*DATA EXTRACT:*
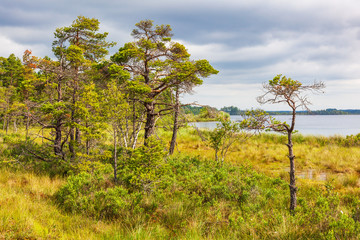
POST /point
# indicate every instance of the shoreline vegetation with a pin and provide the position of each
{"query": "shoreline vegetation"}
(192, 196)
(211, 114)
(96, 147)
(232, 110)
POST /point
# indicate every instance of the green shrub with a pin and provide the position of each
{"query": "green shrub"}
(95, 195)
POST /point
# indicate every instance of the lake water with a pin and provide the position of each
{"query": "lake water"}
(325, 125)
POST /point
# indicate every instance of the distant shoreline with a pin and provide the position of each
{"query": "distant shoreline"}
(330, 111)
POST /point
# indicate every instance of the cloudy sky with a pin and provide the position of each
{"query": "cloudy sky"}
(248, 41)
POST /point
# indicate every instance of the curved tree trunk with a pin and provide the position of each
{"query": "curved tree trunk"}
(176, 123)
(150, 121)
(292, 185)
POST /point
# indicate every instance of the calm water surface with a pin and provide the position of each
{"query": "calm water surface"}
(325, 125)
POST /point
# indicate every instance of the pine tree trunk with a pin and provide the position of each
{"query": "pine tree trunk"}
(150, 122)
(293, 188)
(57, 140)
(115, 156)
(175, 127)
(15, 126)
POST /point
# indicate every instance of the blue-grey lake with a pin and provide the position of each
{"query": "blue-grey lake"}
(324, 125)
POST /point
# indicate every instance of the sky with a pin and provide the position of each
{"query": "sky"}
(248, 41)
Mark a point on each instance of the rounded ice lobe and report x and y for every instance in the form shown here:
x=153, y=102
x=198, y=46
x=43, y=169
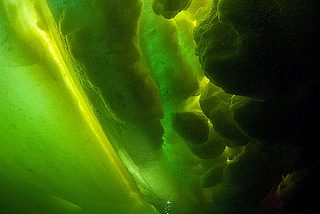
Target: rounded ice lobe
x=169, y=8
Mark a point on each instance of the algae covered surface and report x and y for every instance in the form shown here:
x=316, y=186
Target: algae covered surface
x=154, y=106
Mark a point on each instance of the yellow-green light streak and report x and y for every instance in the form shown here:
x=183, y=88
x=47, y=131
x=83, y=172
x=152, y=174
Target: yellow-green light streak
x=47, y=32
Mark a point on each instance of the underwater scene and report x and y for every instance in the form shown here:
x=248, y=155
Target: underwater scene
x=159, y=106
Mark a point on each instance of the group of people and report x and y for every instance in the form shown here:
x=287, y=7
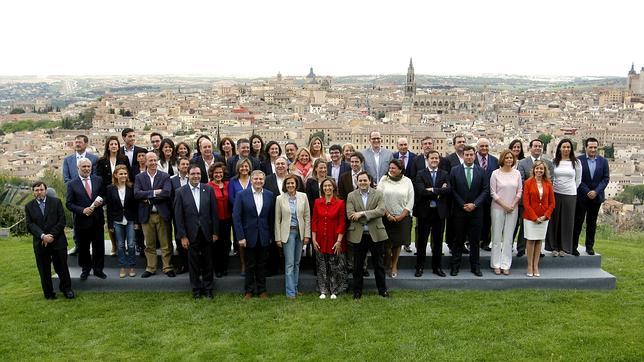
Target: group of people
x=270, y=206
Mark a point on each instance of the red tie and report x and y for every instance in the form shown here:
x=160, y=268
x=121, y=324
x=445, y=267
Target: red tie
x=88, y=188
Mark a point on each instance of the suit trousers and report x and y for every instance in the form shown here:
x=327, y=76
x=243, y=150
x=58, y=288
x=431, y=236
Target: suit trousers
x=586, y=210
x=155, y=230
x=469, y=227
x=45, y=257
x=91, y=237
x=221, y=250
x=360, y=253
x=200, y=263
x=502, y=235
x=431, y=225
x=256, y=258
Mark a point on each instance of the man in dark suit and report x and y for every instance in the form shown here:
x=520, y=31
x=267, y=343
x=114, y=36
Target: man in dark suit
x=195, y=215
x=45, y=220
x=243, y=151
x=130, y=151
x=253, y=222
x=206, y=158
x=85, y=202
x=407, y=157
x=431, y=208
x=470, y=189
x=336, y=166
x=590, y=194
x=153, y=190
x=488, y=163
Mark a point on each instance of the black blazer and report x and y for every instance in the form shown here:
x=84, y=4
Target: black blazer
x=476, y=194
x=232, y=163
x=116, y=210
x=202, y=166
x=188, y=220
x=77, y=200
x=53, y=222
x=439, y=194
x=144, y=193
x=104, y=169
x=134, y=167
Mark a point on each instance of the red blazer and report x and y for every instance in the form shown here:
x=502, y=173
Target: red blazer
x=533, y=207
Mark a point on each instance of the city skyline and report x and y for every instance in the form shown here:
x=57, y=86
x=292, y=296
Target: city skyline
x=547, y=38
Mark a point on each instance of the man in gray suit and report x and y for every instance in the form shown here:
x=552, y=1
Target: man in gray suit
x=376, y=158
x=365, y=208
x=525, y=169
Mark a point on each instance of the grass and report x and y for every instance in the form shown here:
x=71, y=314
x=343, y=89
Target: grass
x=430, y=325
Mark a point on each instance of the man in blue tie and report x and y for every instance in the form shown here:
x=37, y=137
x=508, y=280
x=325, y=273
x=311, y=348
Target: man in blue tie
x=470, y=188
x=590, y=194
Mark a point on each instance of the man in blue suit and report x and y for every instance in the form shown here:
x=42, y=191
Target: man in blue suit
x=85, y=202
x=195, y=215
x=336, y=166
x=407, y=157
x=470, y=189
x=376, y=158
x=253, y=222
x=590, y=194
x=153, y=190
x=488, y=163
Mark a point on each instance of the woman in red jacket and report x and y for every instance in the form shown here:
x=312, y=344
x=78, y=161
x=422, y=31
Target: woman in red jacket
x=327, y=229
x=538, y=204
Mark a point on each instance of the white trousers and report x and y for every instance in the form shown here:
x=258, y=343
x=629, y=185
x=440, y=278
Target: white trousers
x=502, y=234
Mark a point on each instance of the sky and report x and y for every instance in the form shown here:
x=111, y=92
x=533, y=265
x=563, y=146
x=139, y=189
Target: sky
x=261, y=38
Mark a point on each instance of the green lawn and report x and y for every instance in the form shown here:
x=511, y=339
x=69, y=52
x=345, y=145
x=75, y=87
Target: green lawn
x=430, y=325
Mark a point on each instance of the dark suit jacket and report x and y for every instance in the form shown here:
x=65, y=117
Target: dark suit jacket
x=116, y=210
x=53, y=222
x=598, y=182
x=439, y=194
x=134, y=167
x=250, y=226
x=144, y=192
x=188, y=220
x=104, y=169
x=476, y=194
x=77, y=200
x=202, y=166
x=410, y=162
x=232, y=163
x=344, y=167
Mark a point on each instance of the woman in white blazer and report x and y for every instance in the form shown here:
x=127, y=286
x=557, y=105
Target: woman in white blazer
x=292, y=228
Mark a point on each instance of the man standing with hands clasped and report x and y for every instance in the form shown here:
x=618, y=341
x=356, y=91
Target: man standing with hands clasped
x=195, y=215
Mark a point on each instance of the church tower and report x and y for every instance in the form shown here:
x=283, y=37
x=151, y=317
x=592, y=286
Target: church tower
x=410, y=83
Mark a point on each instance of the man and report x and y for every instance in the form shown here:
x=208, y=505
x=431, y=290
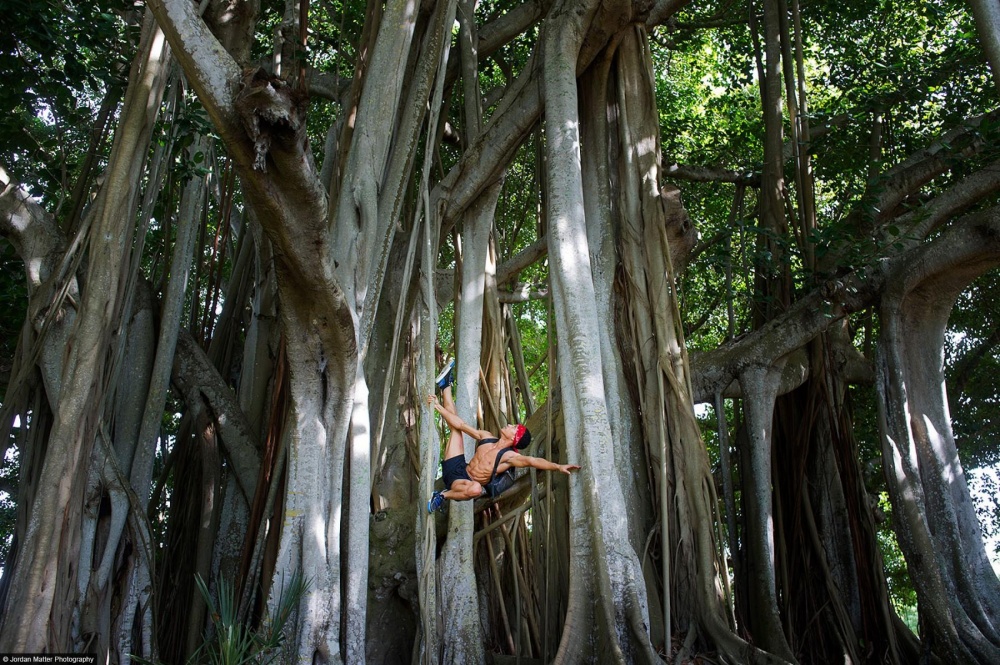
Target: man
x=485, y=473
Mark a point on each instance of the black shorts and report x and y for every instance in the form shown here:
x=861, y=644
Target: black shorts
x=454, y=469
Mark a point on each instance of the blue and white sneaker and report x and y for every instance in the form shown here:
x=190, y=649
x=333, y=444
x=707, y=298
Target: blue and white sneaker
x=447, y=375
x=437, y=500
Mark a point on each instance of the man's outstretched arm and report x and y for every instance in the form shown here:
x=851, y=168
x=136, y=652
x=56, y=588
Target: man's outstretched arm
x=540, y=463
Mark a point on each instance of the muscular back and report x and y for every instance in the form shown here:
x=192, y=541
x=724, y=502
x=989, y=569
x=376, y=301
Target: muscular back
x=480, y=468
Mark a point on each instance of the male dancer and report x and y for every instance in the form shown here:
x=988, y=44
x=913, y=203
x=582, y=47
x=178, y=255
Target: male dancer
x=493, y=456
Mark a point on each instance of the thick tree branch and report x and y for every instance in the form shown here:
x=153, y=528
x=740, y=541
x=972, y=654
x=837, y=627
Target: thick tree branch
x=194, y=375
x=970, y=241
x=213, y=73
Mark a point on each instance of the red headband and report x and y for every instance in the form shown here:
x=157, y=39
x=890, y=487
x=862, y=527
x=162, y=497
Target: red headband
x=521, y=429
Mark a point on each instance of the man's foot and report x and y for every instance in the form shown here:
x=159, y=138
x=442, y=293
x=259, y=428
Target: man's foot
x=437, y=500
x=447, y=375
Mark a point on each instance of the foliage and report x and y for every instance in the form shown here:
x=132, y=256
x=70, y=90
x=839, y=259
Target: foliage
x=233, y=642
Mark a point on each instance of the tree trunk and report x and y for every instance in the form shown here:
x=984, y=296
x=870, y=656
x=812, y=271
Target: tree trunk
x=958, y=593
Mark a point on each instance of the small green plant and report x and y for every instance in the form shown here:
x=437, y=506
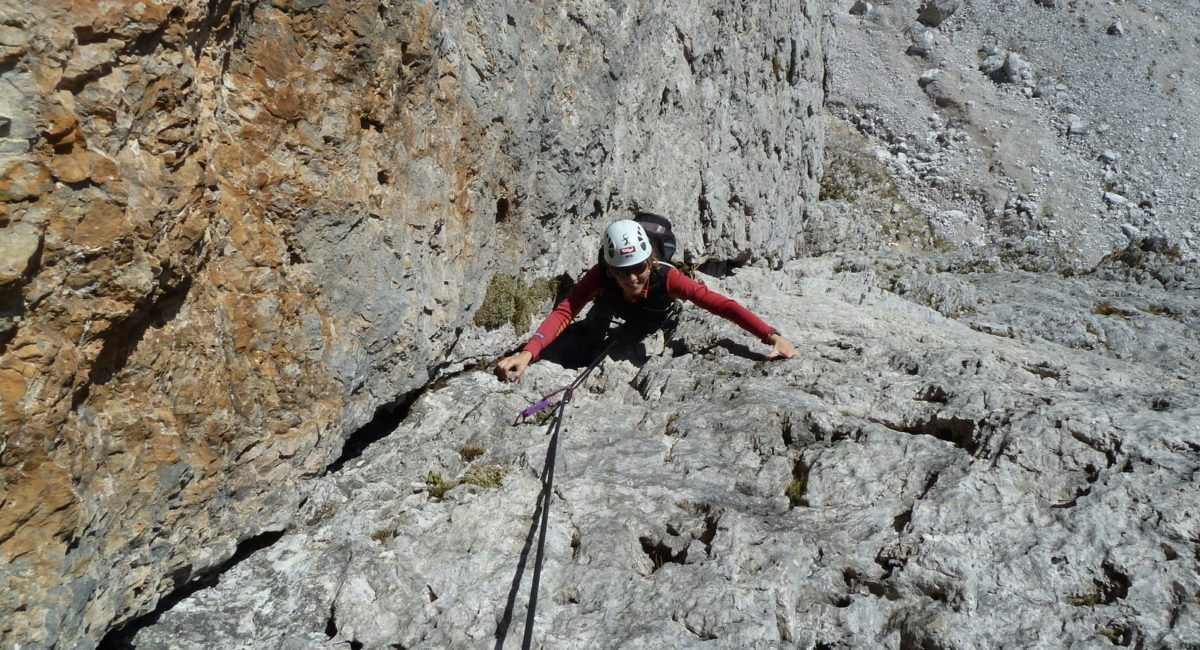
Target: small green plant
x=436, y=486
x=469, y=452
x=1108, y=308
x=509, y=300
x=487, y=476
x=798, y=486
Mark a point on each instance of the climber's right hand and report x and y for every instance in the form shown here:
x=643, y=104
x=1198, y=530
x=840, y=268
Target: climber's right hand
x=510, y=368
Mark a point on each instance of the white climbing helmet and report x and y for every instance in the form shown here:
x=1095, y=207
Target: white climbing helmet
x=624, y=244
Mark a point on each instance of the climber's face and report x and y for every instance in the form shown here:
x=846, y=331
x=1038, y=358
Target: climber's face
x=631, y=280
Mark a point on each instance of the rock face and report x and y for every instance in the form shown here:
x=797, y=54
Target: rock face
x=959, y=457
x=1007, y=124
x=231, y=232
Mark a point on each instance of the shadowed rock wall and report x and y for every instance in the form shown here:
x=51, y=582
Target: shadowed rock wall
x=231, y=230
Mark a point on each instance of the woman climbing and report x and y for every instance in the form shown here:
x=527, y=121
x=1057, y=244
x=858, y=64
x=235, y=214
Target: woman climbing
x=631, y=283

*GOAL OF THE EXERCISE:* Please tally the lines of the data in which the string "provide" appears and write only the total.

*RESPONSE BOX:* 10